Instructions for the task:
Locate each row containing the string "wing" and copy those lines in full.

Records to use:

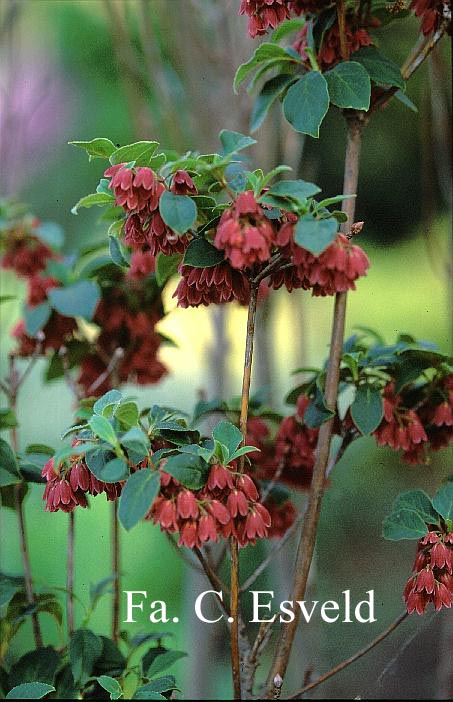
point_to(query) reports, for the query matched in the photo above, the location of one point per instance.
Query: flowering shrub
(229, 234)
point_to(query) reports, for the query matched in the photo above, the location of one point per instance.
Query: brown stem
(310, 524)
(26, 563)
(234, 569)
(70, 574)
(341, 15)
(115, 571)
(344, 664)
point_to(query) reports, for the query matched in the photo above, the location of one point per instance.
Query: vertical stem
(341, 16)
(26, 563)
(234, 574)
(310, 524)
(18, 504)
(70, 573)
(115, 571)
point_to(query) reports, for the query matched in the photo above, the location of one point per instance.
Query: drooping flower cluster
(228, 505)
(138, 191)
(68, 486)
(215, 285)
(432, 579)
(24, 252)
(56, 331)
(415, 430)
(244, 232)
(335, 270)
(127, 315)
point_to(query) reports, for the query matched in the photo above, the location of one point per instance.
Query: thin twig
(70, 573)
(116, 565)
(272, 553)
(348, 661)
(310, 524)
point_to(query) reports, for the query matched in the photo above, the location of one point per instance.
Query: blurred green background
(163, 69)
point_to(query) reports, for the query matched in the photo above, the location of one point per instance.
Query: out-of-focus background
(163, 69)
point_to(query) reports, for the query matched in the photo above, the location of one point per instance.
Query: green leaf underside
(191, 470)
(179, 212)
(77, 300)
(315, 235)
(349, 86)
(404, 524)
(202, 254)
(30, 691)
(367, 409)
(266, 98)
(137, 497)
(306, 103)
(381, 70)
(419, 502)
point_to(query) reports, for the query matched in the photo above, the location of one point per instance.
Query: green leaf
(96, 148)
(190, 470)
(227, 434)
(107, 404)
(138, 496)
(117, 253)
(166, 267)
(286, 27)
(402, 97)
(114, 471)
(40, 664)
(136, 440)
(296, 189)
(266, 98)
(443, 501)
(265, 52)
(418, 501)
(381, 70)
(317, 411)
(349, 86)
(233, 142)
(127, 413)
(111, 685)
(179, 212)
(9, 470)
(315, 235)
(36, 317)
(306, 103)
(84, 649)
(367, 409)
(201, 254)
(153, 689)
(141, 152)
(93, 199)
(30, 691)
(101, 427)
(164, 661)
(77, 300)
(404, 524)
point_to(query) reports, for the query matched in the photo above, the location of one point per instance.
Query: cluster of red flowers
(228, 505)
(67, 487)
(24, 252)
(217, 284)
(335, 270)
(430, 12)
(138, 191)
(414, 431)
(432, 580)
(127, 321)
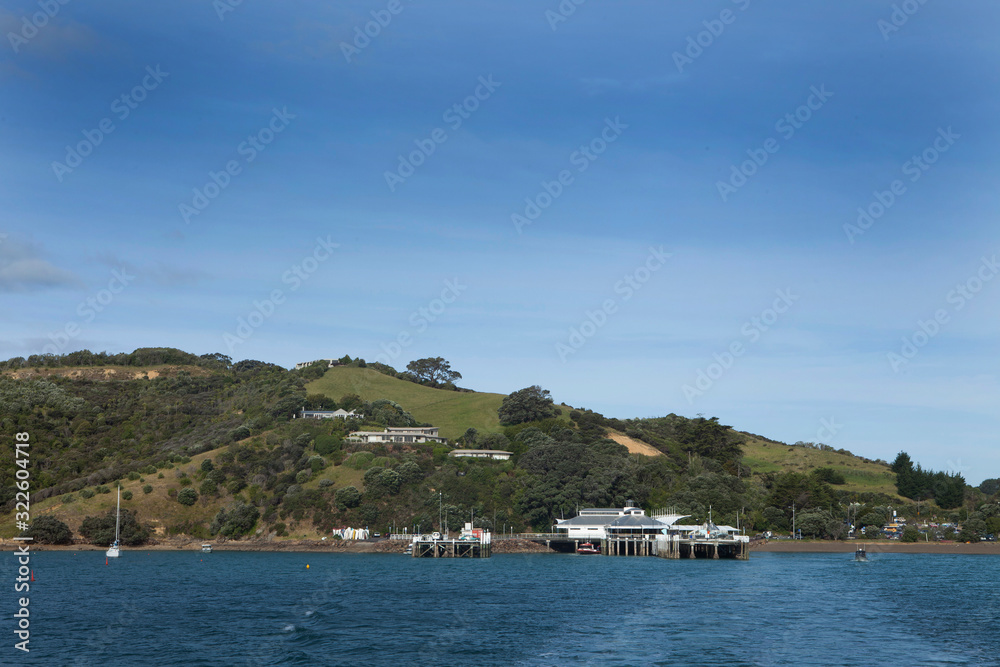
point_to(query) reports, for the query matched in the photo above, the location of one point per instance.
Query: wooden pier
(429, 548)
(674, 546)
(665, 546)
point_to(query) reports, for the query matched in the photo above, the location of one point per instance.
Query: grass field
(452, 411)
(862, 476)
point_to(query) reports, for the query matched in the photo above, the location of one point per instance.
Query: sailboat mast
(118, 513)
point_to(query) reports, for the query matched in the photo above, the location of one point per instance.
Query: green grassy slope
(453, 412)
(862, 476)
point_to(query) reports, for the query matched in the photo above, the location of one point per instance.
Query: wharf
(664, 546)
(431, 548)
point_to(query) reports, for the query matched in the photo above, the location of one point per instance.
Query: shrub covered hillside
(88, 431)
(205, 447)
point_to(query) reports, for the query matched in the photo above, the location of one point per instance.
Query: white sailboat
(114, 551)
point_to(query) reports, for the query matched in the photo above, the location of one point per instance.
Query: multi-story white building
(415, 434)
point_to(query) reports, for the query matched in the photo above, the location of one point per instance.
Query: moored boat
(114, 551)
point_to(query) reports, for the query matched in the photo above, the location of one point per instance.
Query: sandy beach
(805, 546)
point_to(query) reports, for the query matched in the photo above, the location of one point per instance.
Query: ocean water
(226, 608)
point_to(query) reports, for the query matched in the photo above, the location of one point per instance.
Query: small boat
(114, 551)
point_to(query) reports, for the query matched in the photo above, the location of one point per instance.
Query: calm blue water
(162, 608)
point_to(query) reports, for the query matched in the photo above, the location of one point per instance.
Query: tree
(434, 371)
(239, 519)
(350, 402)
(348, 497)
(494, 441)
(990, 487)
(49, 530)
(526, 405)
(101, 529)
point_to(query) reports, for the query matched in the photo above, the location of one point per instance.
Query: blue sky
(102, 255)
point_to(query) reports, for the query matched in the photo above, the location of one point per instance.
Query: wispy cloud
(604, 85)
(164, 275)
(23, 269)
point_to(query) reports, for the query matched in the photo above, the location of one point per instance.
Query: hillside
(452, 411)
(862, 475)
(222, 437)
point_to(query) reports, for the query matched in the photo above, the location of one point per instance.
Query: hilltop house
(497, 454)
(330, 363)
(328, 414)
(404, 434)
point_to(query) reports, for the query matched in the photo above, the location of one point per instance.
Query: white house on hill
(328, 414)
(415, 434)
(497, 454)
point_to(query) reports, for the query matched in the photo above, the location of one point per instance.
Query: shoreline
(290, 546)
(510, 546)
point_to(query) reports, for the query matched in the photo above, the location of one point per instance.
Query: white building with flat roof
(398, 434)
(597, 523)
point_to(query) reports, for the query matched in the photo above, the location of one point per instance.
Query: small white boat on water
(114, 551)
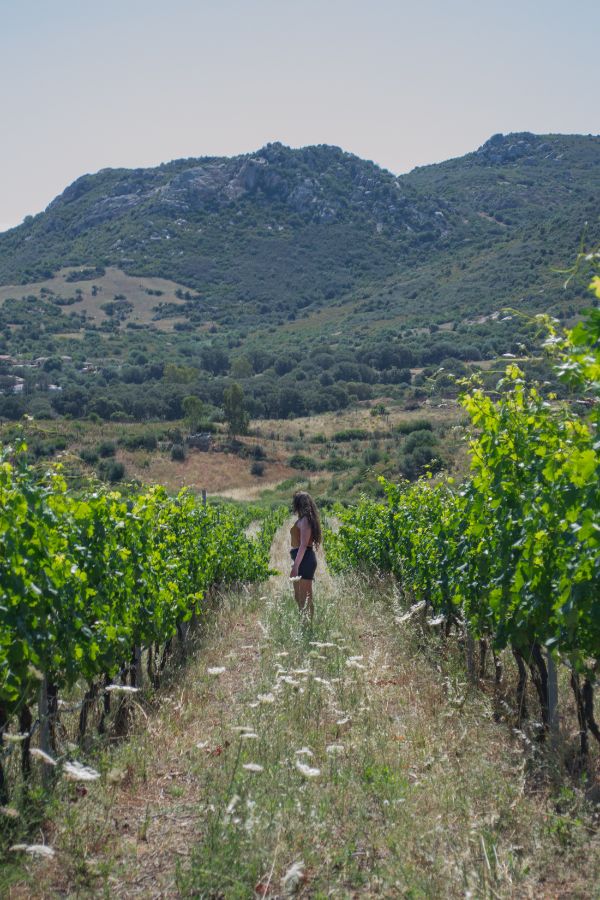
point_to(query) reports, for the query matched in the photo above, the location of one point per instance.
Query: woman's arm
(305, 539)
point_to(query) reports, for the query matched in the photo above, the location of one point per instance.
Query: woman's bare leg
(304, 598)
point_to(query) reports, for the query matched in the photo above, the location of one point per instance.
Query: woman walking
(305, 538)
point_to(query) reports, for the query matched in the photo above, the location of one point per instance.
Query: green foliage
(517, 551)
(302, 461)
(366, 278)
(84, 578)
(234, 408)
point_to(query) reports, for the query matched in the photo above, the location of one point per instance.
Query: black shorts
(308, 565)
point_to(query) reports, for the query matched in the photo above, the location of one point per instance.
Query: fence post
(470, 651)
(553, 716)
(137, 663)
(44, 726)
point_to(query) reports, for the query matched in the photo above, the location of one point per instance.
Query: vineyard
(278, 721)
(512, 556)
(90, 581)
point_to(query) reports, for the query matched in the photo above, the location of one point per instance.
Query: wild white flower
(9, 811)
(293, 878)
(121, 689)
(354, 664)
(266, 698)
(40, 850)
(233, 803)
(44, 757)
(307, 771)
(76, 771)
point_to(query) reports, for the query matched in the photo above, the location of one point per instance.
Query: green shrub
(111, 470)
(414, 425)
(89, 456)
(337, 464)
(300, 461)
(351, 434)
(144, 441)
(420, 438)
(106, 449)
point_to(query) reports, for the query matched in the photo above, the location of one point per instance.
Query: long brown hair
(304, 507)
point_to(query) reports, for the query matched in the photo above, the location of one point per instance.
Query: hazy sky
(86, 84)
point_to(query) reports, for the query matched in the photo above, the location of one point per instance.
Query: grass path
(332, 760)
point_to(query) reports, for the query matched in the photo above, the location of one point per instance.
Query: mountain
(246, 265)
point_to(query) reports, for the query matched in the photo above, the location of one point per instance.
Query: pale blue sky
(86, 84)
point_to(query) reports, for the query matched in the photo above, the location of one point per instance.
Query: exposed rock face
(321, 184)
(501, 149)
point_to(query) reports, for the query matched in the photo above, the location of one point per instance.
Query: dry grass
(328, 423)
(427, 797)
(113, 282)
(224, 474)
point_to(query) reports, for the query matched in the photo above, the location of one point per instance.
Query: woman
(306, 537)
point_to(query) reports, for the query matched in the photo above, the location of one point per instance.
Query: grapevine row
(515, 552)
(88, 577)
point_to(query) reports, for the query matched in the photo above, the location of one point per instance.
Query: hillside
(285, 266)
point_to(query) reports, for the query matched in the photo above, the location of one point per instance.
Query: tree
(235, 411)
(194, 411)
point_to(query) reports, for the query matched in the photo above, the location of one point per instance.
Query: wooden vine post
(553, 715)
(44, 717)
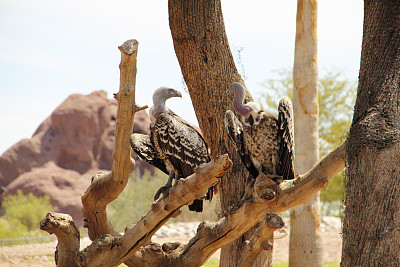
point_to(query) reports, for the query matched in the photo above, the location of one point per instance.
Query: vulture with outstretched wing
(174, 146)
(265, 143)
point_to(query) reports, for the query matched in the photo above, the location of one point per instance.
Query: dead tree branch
(106, 187)
(261, 239)
(134, 248)
(67, 234)
(115, 250)
(264, 196)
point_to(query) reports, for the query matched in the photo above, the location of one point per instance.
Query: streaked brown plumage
(174, 146)
(265, 143)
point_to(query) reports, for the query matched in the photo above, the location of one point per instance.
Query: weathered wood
(106, 187)
(305, 241)
(67, 234)
(373, 150)
(115, 250)
(261, 240)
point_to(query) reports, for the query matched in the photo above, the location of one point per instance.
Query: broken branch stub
(106, 187)
(67, 234)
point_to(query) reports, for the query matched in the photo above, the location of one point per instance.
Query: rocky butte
(66, 150)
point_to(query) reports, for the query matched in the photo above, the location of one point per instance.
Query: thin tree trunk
(207, 65)
(371, 226)
(305, 245)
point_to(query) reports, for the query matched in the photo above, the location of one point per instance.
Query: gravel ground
(42, 254)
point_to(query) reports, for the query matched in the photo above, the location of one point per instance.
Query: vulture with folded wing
(174, 146)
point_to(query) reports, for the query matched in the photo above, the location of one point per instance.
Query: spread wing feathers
(235, 132)
(145, 150)
(286, 133)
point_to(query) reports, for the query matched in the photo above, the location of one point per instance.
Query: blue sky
(51, 49)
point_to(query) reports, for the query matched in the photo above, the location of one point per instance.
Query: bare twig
(67, 234)
(262, 239)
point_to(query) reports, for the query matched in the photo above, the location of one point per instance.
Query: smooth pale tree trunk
(305, 245)
(202, 49)
(371, 226)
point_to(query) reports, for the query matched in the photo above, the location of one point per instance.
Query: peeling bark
(67, 234)
(134, 247)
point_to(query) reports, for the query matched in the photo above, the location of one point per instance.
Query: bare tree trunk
(134, 247)
(207, 65)
(305, 245)
(371, 227)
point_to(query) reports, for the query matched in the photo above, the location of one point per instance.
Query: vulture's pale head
(251, 112)
(159, 97)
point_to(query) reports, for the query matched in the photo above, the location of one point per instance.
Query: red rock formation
(67, 149)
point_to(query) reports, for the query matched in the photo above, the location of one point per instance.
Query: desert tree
(371, 235)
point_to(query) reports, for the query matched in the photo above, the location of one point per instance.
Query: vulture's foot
(163, 190)
(276, 178)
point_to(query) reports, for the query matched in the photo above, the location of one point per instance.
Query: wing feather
(286, 133)
(145, 150)
(235, 132)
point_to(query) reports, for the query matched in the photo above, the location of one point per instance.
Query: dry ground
(36, 255)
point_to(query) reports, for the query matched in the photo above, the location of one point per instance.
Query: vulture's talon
(276, 178)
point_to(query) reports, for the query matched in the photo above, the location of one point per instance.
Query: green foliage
(336, 96)
(22, 214)
(137, 197)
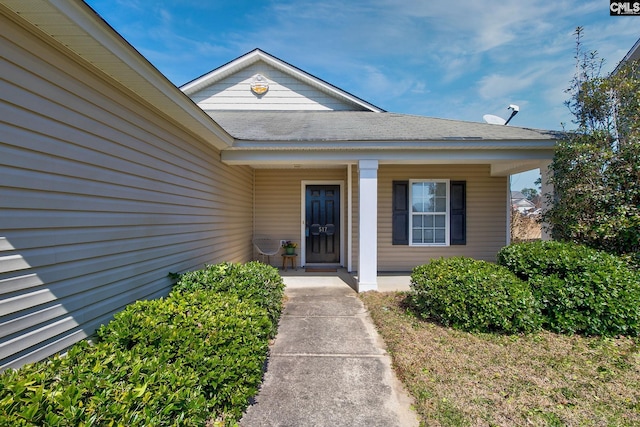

Result of this exercise:
Query: vulture with outstretched wing
Query: vulture with folded wing
Query: spread wing feathers
Query: wing feather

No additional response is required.